Given instruction — Set out every line of the material below as a JSON list of strings, one string per line, skipping blank lines. Leave the pictures out of the list.

Source records —
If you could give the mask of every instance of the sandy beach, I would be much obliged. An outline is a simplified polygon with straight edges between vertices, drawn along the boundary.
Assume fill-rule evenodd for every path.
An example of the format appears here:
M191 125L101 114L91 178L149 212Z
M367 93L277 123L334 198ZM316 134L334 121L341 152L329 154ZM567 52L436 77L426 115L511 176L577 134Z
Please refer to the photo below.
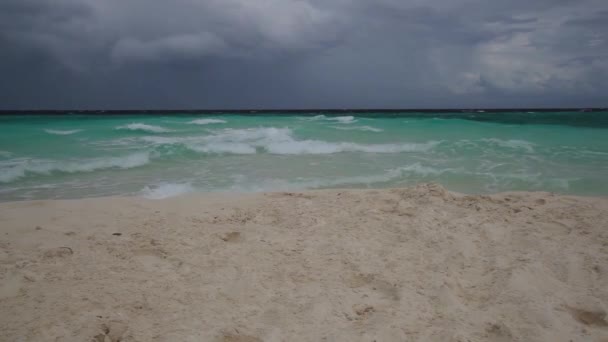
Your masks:
M608 341L608 200L408 189L0 204L2 341Z

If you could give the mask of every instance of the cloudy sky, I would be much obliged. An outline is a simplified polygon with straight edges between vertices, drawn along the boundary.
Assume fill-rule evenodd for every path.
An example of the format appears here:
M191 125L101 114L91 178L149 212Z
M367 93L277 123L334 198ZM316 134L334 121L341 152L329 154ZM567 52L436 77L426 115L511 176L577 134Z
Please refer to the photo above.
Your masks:
M1 0L0 108L608 106L607 0Z

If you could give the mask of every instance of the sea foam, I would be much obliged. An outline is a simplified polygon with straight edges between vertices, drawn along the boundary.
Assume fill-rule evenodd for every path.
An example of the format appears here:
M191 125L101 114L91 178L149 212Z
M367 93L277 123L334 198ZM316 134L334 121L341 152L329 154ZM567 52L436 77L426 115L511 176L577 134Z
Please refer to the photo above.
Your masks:
M339 129L341 131L384 132L383 129L372 126L333 126L332 128Z
M81 129L73 129L73 130L45 129L44 131L47 132L48 134L54 134L54 135L70 135L70 134L82 132Z
M193 124L193 125L211 125L211 124L226 123L226 121L221 120L221 119L196 119L196 120L192 120L188 123Z
M193 191L194 188L190 183L161 183L153 186L146 186L141 190L140 195L148 199L163 199L187 194Z
M116 127L116 129L129 130L129 131L142 131L142 132L147 132L147 133L171 132L170 129L167 129L167 128L164 128L161 126L148 125L148 124L139 123L139 122L130 123L130 124L124 125L124 126L119 126L119 127Z
M440 143L390 143L359 144L353 142L328 142L323 140L298 140L289 128L263 127L224 129L208 136L196 137L143 137L153 144L182 144L190 150L202 153L254 154L263 151L270 154L333 154L340 152L402 153L425 152Z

Problem solution —
[
  "If you could give the mask of every instance of the sandy beach, I would be much obliged. An outline is a simplified polygon with straight edges between vertices, drawn along the boundary.",
  "Assume fill-rule evenodd for every path.",
  "An example of the format appears here:",
  "M191 125L101 114L91 178L149 212Z",
  "M367 93L277 123L334 198ZM316 134L334 121L341 152L329 154ZM567 52L436 77L426 115L511 176L577 134Z",
  "Please refer to the photo below.",
  "Your masks:",
  "M608 341L608 200L408 189L0 204L2 341Z",
  "If you could give the mask of every instance of the cloudy sky, I would be much obliged. An outline is a simplified polygon with straight edges between vertices, drawn along the boundary.",
  "Assume fill-rule evenodd for every path.",
  "An example of the format appears here:",
  "M191 125L101 114L91 178L149 212Z",
  "M367 93L277 123L334 198ZM316 134L334 121L341 152L329 154ZM567 52L436 77L426 115L511 176L577 134Z",
  "Please refer to the photo above.",
  "Your masks:",
  "M1 0L0 108L608 106L607 0Z",
  "If you could give the mask of every instance of the sea foam, I would be much obliged. An outline is a simplified polygon with straight edges between vertices, drawn along the boundary.",
  "Assume fill-rule evenodd for every path.",
  "An example of the format appears here:",
  "M191 125L101 114L91 178L149 212Z",
  "M367 93L277 123L334 198ZM316 134L334 121L341 152L329 154ZM567 52L436 77L426 115L511 176L577 134Z",
  "Please refer to the photo above.",
  "Your masks:",
  "M339 129L341 131L384 132L383 129L372 126L333 126L332 128Z",
  "M81 129L73 129L73 130L45 129L44 131L47 132L48 134L54 134L54 135L70 135L70 134L82 132Z",
  "M193 124L193 125L211 125L211 124L226 123L226 121L221 120L221 119L196 119L196 120L192 120L188 123Z",
  "M193 191L194 188L190 183L161 183L153 186L146 186L141 190L140 195L148 199L163 199L187 194Z",
  "M116 127L116 129L129 130L129 131L142 131L142 132L147 132L147 133L171 132L170 129L167 129L167 128L164 128L161 126L148 125L148 124L139 123L139 122L130 123L130 124L124 125L124 126L119 126L119 127Z",
  "M440 143L390 143L359 144L353 142L328 142L323 140L298 140L289 128L263 127L224 129L208 136L196 137L143 137L153 144L182 144L190 150L202 153L254 154L263 151L270 154L333 154L340 152L402 153L425 152Z"
]